**Consigna**
Continúa el relato de recuerdos sobre Juan que aparece más abajo, empezando después de su última oración.

──────── Texto fuente

Con Juan nos conocíamos poco entonces, pero parece ser que le gustó mi voluntad de saber y de comprender. Quizás por su parte había también curiosidad. Yo venía del exilio, casi analfabeta, como un marciano.
El último año de Liceo en 1970, para las vacaciones de Pascua, fui a Bilbao. Fue mi primer Aberri Eguna. En el coche con las tías, Juan me enseñó el Agur Jaunak. Me explicaba todo con una paciencia que muchos no habrán conocido, y creo que era feliz.
Los tres, Juan, Marina y Rosario, en el coche eran todo un poema, primero porque Juan conducía muy mal: mi madre, que era alguien muy concreta, solía decir que no se podía entender cómo un ingeniero que sabía cómo funcionaba un motor podía ser tan malo conduciendo. Las tías, detrás, daban indicaciones contrarias y me daba la impresión de estar ¡en una película de Buster Keaton!
Un día, no me acuerdo cuándo fue, estando yo en Alameda Recalde, me dijo: “Vamos a tomar algo con mis amigos antes de comer”. Las tías se quedaron perplejas: ¡la niña en un bar! Ese día me sentí adoptada; él, orgulloso presentando la pequeña ¿sobrina? ¿nieta?
CLASES Después del Bachillerato, me matriculé en Filosofía y Letras y fui a Madrid. Juan me suscribió a Cuadernos para el diálogo. Parece ser que quería que siguiera informándome, leyendo y aprendiendo. Como diciendo: “¡Hazte una opinión, nena!” Cuando él pasaba por Madrid, nos encontrábamos en un restaurante bueno, jamás el mismo, y teníamos temas de discusión.

────────────────
──────── Material proporcionado

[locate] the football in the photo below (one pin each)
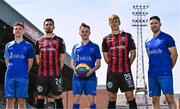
(82, 69)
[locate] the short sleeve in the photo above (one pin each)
(6, 52)
(104, 46)
(37, 48)
(98, 54)
(30, 51)
(132, 44)
(62, 47)
(170, 42)
(73, 55)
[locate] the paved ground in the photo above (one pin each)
(142, 107)
(2, 106)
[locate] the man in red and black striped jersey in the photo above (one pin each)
(119, 52)
(50, 56)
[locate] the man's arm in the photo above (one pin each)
(174, 55)
(37, 59)
(132, 56)
(30, 63)
(97, 66)
(73, 67)
(62, 59)
(106, 57)
(6, 61)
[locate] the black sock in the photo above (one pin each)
(112, 105)
(58, 104)
(132, 104)
(40, 103)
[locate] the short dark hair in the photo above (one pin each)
(155, 17)
(84, 25)
(19, 24)
(48, 19)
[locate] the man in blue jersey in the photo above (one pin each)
(18, 58)
(88, 54)
(162, 53)
(119, 52)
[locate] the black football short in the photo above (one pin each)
(117, 80)
(49, 84)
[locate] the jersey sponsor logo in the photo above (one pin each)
(109, 84)
(128, 79)
(58, 84)
(48, 49)
(154, 51)
(39, 88)
(17, 56)
(118, 47)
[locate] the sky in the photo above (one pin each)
(69, 14)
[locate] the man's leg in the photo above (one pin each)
(42, 86)
(171, 101)
(112, 100)
(131, 99)
(91, 99)
(40, 102)
(58, 102)
(156, 102)
(166, 83)
(21, 103)
(76, 103)
(10, 103)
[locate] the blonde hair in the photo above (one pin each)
(114, 17)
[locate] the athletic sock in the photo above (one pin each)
(76, 106)
(92, 106)
(40, 103)
(112, 105)
(132, 104)
(58, 104)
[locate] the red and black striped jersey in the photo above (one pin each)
(49, 50)
(118, 47)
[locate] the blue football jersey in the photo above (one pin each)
(160, 62)
(18, 55)
(86, 54)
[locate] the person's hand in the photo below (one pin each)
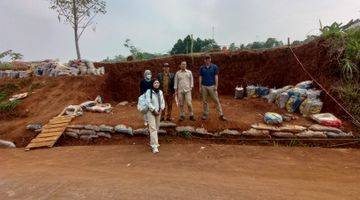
(156, 113)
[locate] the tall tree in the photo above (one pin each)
(198, 45)
(79, 14)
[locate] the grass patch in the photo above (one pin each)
(186, 134)
(35, 86)
(9, 106)
(9, 88)
(2, 96)
(6, 66)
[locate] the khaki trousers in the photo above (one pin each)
(154, 125)
(210, 91)
(185, 97)
(168, 105)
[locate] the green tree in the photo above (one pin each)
(79, 14)
(11, 55)
(137, 54)
(233, 47)
(199, 45)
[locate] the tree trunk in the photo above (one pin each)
(76, 30)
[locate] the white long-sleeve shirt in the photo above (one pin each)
(156, 102)
(184, 81)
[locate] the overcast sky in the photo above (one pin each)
(30, 27)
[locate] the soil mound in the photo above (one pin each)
(272, 68)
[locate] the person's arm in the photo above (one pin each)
(216, 81)
(200, 80)
(148, 99)
(176, 82)
(141, 87)
(191, 80)
(216, 77)
(162, 101)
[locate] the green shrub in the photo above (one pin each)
(9, 106)
(9, 88)
(6, 66)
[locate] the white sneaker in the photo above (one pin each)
(155, 150)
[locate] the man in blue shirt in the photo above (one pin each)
(208, 84)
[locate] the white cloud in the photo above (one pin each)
(30, 27)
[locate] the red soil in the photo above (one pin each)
(271, 68)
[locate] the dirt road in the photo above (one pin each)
(192, 171)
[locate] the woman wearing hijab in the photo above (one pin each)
(146, 84)
(156, 105)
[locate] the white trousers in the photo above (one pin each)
(154, 125)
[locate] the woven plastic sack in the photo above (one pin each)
(262, 91)
(311, 106)
(305, 85)
(313, 94)
(251, 91)
(142, 105)
(239, 92)
(297, 92)
(282, 99)
(327, 119)
(293, 103)
(273, 118)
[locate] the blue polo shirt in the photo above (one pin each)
(208, 74)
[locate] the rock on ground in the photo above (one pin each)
(167, 125)
(105, 128)
(123, 129)
(104, 134)
(92, 127)
(33, 127)
(256, 133)
(283, 134)
(72, 134)
(230, 132)
(181, 129)
(141, 131)
(311, 134)
(7, 144)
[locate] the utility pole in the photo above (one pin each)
(213, 32)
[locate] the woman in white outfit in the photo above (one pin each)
(156, 105)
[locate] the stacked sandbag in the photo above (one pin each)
(256, 133)
(251, 91)
(239, 93)
(88, 132)
(327, 119)
(330, 131)
(123, 129)
(272, 118)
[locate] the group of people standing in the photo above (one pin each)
(160, 94)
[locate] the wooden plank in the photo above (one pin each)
(42, 135)
(48, 130)
(40, 144)
(61, 117)
(58, 121)
(55, 125)
(43, 139)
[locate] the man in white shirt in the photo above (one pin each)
(183, 84)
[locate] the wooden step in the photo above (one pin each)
(43, 139)
(50, 133)
(44, 135)
(48, 130)
(55, 125)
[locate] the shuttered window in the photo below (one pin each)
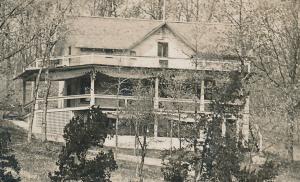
(162, 49)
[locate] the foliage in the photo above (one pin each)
(9, 166)
(80, 135)
(175, 168)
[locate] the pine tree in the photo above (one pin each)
(80, 135)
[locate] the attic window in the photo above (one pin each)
(103, 51)
(162, 49)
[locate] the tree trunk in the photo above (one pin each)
(44, 119)
(35, 95)
(143, 155)
(290, 134)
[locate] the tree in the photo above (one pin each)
(80, 135)
(141, 115)
(9, 166)
(50, 20)
(105, 8)
(276, 47)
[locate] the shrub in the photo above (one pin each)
(80, 135)
(175, 168)
(9, 166)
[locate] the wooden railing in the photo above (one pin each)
(113, 102)
(142, 61)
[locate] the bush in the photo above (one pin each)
(176, 167)
(9, 167)
(80, 135)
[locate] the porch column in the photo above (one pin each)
(24, 96)
(202, 96)
(156, 96)
(156, 106)
(223, 127)
(93, 78)
(61, 88)
(245, 125)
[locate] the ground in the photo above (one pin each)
(38, 159)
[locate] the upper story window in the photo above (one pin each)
(208, 89)
(103, 51)
(163, 49)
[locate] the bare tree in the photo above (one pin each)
(51, 24)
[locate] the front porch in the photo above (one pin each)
(110, 87)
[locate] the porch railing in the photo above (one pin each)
(75, 102)
(142, 61)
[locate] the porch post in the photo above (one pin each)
(24, 96)
(202, 96)
(245, 125)
(93, 78)
(223, 127)
(61, 88)
(156, 93)
(156, 106)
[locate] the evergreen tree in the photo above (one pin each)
(80, 135)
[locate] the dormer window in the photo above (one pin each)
(162, 49)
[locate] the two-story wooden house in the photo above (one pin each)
(99, 51)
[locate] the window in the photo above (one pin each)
(163, 63)
(208, 89)
(162, 49)
(132, 53)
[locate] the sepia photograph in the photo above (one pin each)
(149, 90)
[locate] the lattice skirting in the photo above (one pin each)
(56, 121)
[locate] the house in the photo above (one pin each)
(98, 51)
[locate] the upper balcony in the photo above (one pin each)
(142, 62)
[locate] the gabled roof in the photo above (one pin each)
(112, 33)
(120, 33)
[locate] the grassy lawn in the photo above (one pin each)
(38, 159)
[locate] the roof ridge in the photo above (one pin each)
(118, 18)
(152, 20)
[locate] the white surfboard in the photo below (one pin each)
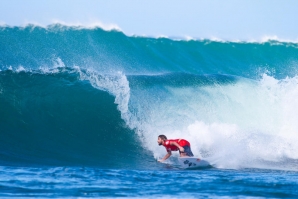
(192, 162)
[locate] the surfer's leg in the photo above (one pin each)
(187, 151)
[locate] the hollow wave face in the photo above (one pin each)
(78, 96)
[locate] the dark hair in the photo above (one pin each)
(163, 137)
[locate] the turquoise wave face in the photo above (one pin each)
(76, 96)
(54, 119)
(34, 47)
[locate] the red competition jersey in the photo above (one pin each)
(170, 147)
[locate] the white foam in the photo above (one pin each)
(235, 125)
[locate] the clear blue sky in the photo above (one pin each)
(224, 19)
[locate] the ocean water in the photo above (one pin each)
(81, 109)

────────────────

**Respuesta**
A partir de este momento, durante siete años, nos encontramos más a menudo, cuando él iba a Bruselas pasando por París donde seguía yo mis estudios de Arqueología e Historia; en Bilbao, cuando yo iba a pasar unos días, o en casa, en Milafranga. Conversaciones, no; discusiones animadas, pero siempre con ternura y respeto mutuo. Y yo preguntando: ¿qué fue de Flavio, dos años más joven que tú, el pillo de la familia? -con Flavio, Juan, el hermano mayor, tenía complicidad y siempre le sorprendía-… Cuéntame cosas de la Dama de Anboto… ¿Qué pasó en Santoña?… ¿Por qué no lo escribes?… Hablábamos también de los estudios, de los libros que estábamos leyendo y que nos intercambiábamos. Mostraba una cultura muy amplia, un espíritu muy abierto, y también alegría con chistes malos.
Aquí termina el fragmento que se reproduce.